§ **Brief**:
In the data below, count every line that holds the string "hard" and reply with the number alone.

Segmentation mask data
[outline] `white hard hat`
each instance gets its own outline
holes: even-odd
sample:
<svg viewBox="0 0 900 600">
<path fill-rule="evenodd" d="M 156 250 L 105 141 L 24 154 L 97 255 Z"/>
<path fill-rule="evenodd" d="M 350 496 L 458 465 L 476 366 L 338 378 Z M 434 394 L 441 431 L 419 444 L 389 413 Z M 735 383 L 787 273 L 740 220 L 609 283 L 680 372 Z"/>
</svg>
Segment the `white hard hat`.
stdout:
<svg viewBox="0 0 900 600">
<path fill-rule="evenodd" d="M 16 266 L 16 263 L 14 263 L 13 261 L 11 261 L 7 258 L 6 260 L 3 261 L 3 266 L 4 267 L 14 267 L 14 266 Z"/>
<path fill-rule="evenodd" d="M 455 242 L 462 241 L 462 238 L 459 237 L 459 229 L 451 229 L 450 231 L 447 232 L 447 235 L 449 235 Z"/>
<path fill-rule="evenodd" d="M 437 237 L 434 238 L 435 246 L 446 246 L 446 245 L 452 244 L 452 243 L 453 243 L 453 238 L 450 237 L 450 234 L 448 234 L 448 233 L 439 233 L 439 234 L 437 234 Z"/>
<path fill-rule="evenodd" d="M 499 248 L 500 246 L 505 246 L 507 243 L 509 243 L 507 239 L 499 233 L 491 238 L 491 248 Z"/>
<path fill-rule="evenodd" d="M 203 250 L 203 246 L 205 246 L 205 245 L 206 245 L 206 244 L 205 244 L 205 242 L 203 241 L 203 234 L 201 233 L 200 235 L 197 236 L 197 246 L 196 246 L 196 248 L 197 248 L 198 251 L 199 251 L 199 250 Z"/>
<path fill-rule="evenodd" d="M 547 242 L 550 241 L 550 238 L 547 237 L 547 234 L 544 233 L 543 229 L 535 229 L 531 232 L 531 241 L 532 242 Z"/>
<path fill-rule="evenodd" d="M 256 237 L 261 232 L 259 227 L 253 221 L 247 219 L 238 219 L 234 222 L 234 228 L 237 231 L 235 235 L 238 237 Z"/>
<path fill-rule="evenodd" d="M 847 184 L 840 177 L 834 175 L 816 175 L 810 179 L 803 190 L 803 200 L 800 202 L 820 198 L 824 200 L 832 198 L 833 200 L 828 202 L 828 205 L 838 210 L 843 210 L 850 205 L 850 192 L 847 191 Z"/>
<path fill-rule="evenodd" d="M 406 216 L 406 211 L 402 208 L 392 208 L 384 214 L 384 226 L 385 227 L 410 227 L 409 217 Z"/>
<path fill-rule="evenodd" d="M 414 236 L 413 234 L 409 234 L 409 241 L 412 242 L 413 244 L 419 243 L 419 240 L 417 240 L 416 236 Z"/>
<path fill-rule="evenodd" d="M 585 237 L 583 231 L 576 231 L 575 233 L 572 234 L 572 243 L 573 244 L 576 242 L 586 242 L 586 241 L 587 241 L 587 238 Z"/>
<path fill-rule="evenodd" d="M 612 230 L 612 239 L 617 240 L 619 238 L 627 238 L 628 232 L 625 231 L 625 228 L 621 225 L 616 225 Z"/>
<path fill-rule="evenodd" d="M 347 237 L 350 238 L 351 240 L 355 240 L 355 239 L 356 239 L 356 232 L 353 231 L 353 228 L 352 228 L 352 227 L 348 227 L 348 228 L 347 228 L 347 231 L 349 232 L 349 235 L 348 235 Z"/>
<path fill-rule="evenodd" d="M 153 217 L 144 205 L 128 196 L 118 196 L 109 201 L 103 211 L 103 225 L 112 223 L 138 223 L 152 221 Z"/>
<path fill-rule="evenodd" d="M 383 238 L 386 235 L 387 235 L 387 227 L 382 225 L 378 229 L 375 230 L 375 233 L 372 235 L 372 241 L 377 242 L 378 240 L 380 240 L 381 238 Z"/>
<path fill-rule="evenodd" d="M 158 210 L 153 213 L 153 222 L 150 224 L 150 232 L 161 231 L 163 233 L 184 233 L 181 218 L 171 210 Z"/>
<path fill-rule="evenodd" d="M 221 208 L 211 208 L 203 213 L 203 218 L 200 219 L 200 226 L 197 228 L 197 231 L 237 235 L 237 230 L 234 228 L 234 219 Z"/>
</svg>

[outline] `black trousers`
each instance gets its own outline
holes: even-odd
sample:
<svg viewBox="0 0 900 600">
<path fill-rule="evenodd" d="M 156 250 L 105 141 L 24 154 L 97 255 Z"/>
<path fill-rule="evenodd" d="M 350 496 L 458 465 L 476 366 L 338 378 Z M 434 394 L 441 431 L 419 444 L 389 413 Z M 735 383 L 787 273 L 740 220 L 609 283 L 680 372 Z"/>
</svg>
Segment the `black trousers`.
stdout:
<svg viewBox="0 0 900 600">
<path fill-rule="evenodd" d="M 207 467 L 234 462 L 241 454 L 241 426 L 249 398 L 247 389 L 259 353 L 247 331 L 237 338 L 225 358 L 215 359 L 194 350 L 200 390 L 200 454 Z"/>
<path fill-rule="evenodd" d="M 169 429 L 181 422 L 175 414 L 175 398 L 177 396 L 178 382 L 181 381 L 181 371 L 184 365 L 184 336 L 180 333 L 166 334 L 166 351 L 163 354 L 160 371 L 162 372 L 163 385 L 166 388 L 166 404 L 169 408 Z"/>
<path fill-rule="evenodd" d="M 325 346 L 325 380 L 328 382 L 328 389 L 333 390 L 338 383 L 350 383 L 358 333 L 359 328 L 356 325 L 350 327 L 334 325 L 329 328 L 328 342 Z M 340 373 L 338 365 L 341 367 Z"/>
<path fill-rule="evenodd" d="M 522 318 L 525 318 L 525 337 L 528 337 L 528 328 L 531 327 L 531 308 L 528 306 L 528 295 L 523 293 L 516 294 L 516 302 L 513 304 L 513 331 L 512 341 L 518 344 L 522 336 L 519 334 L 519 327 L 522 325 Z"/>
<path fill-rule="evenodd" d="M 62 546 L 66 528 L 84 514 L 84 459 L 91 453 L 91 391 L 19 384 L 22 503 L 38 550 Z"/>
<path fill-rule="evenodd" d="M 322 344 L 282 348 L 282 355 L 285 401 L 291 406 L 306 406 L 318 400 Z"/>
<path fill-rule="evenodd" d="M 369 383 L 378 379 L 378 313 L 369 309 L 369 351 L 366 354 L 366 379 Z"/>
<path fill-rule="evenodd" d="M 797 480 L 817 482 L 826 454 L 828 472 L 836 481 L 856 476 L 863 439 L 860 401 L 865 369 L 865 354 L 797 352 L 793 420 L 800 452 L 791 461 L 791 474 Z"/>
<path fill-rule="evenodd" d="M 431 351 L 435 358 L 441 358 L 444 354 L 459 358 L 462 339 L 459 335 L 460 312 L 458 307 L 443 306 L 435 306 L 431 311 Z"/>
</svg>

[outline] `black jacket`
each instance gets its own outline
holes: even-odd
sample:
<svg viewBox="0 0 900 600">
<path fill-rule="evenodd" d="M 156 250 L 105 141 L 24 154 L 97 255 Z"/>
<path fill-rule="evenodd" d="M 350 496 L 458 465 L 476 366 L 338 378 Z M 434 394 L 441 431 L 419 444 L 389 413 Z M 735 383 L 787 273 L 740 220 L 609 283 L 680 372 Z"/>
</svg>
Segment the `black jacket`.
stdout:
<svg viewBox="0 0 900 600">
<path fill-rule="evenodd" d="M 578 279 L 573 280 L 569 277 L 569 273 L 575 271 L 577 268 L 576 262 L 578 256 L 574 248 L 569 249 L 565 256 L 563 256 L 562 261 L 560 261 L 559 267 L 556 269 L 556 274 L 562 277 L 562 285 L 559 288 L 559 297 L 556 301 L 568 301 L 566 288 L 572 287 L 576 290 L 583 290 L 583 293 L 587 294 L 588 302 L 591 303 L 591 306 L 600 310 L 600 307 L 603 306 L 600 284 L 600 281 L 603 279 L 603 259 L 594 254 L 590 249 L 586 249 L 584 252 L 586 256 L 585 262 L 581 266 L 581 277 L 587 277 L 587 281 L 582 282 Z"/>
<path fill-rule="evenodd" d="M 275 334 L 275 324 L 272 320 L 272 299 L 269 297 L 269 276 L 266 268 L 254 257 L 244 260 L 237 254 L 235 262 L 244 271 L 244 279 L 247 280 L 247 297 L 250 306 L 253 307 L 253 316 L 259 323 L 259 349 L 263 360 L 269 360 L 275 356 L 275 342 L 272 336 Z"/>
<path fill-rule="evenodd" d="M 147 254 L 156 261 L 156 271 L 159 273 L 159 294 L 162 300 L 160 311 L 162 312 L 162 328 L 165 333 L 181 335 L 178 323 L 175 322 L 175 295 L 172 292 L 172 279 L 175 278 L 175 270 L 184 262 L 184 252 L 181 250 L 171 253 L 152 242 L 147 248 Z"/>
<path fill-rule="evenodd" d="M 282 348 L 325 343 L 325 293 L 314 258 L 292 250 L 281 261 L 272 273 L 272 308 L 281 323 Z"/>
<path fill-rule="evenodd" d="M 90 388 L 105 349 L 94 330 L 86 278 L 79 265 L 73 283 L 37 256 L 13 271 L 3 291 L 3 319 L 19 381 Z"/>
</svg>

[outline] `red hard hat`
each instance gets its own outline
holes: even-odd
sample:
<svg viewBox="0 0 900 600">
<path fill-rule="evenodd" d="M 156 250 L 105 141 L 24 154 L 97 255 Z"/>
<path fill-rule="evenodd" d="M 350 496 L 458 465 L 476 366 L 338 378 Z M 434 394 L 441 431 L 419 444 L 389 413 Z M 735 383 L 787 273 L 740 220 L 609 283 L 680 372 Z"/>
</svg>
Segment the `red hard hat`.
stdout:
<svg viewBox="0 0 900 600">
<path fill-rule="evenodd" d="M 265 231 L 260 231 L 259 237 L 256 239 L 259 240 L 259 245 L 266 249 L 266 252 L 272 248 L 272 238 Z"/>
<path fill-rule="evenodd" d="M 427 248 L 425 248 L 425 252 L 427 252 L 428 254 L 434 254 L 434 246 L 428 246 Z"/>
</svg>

§ **Written response**:
4